Data items:
= = = =
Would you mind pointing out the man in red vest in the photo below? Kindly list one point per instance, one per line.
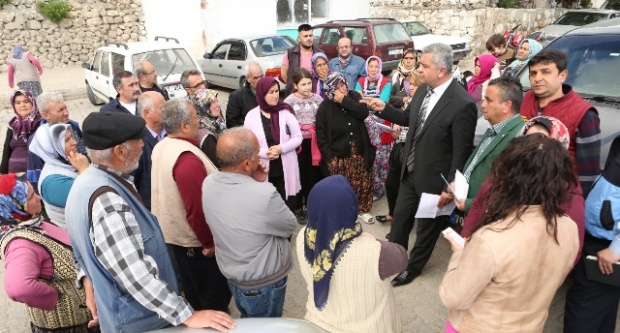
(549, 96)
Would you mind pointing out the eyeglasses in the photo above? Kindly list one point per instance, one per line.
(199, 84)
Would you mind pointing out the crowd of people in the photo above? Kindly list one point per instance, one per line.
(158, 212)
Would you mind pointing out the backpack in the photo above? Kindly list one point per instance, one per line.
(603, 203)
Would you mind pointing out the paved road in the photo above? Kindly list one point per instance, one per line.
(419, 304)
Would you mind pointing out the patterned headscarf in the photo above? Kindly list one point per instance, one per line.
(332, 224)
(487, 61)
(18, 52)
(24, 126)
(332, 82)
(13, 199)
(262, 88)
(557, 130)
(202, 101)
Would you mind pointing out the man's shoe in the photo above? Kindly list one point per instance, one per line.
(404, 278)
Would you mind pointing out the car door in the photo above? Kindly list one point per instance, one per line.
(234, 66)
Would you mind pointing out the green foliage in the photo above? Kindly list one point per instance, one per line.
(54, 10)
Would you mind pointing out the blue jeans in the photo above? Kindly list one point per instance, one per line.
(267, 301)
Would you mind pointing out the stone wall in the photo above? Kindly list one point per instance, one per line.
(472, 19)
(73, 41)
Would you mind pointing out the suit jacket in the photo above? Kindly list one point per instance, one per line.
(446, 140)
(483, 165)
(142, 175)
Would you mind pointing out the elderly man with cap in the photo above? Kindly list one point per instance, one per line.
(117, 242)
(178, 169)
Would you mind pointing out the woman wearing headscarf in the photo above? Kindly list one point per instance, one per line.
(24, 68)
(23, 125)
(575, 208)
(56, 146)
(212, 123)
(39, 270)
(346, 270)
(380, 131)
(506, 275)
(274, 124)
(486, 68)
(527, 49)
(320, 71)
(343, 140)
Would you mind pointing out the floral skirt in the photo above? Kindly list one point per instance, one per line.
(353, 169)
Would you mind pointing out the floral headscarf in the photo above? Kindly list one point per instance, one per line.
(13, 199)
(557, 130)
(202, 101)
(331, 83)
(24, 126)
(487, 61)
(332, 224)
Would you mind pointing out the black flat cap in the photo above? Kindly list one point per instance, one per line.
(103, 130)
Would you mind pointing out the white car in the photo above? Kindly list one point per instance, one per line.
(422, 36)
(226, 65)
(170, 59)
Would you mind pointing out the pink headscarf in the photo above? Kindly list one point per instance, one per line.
= = = =
**What this task involves**
Rewrite the rows above as a numbered list with no blank lines, and leave the pictures out.

**The solution**
1. Would you mind pointing out the man in red vest in the photo below? Kindly list one point per instance, one per line.
2. (549, 96)
3. Would you mind pointing out the eyeglasses in the photo above? Kindly list one point per instance, one per line.
4. (199, 84)
5. Would you mind pointing out the crowd of people in the photo above? Kindly list one point per instance, one per line.
6. (158, 212)
7. Would you mind pointing out the backpack in the photo above? Kindly list one point per instance, one per line.
8. (603, 203)
9. Would you mind pointing out the paved road in the photo above? Kindly list one point per instance, one per line.
10. (419, 304)
11. Would you mind pointing out the patterned headscarf in the photo above? Kindly list one point per instance, one per line.
12. (332, 224)
13. (487, 61)
14. (18, 52)
15. (24, 126)
16. (332, 82)
17. (13, 199)
18. (262, 88)
19. (557, 130)
20. (202, 101)
21. Would you mind pointing out the man's shoe in the photo above? Kindly list one point per instance, one per line.
22. (404, 278)
23. Would you mind pointing out the car door in the photo above? Kindly list one point per instance, one per line.
24. (234, 66)
25. Would you mind pointing out the green foliage in the photo above? Kindly list one point per instance, one per line.
26. (54, 10)
27. Would you mind pointing out the blue jeans in the photo above? Kindly list one point per instance, one per line.
28. (267, 301)
29. Would you mind pointing out the stone wall in the photo above? Kindly list one point per instance, one per line.
30. (472, 19)
31. (73, 41)
32. Would you mind pointing out the suit jacket in the photo above? Kindly list one point per instance, one per line.
33. (446, 140)
34. (483, 165)
35. (142, 175)
36. Would you mind pointing out the elderly man with cap in the photo above? Kindly list one point per instance, one per line.
37. (117, 242)
38. (178, 169)
39. Would you mind pointing out the woman wearing headscarf in the photo above? Kindly list one point per instance, one per line.
40. (24, 68)
41. (23, 125)
42. (575, 208)
43. (56, 146)
44. (212, 123)
45. (39, 270)
46. (346, 270)
47. (380, 131)
48. (506, 275)
49. (274, 124)
50. (486, 68)
51. (527, 49)
52. (320, 71)
53. (343, 140)
54. Would you mind pointing out the floral skirt in the photo above? Kindly list one point per instance, one per line.
55. (353, 169)
56. Would you mind pointing out the floral headscarf in the photo above? Kindly list one point per instance, one per line.
57. (13, 199)
58. (557, 130)
59. (202, 101)
60. (331, 83)
61. (24, 126)
62. (487, 61)
63. (332, 224)
64. Would you mind pointing out the black flat cap in the photo above? Kindly list one point per instance, one per line.
65. (103, 130)
66. Would you mind pointing out the white car in the photo above? Kindly list one point per instance, one per line.
67. (422, 36)
68. (226, 65)
69. (170, 59)
70. Would you mind pointing out the pink headscarf in the photo above? Kindly list one point per instance, one per line.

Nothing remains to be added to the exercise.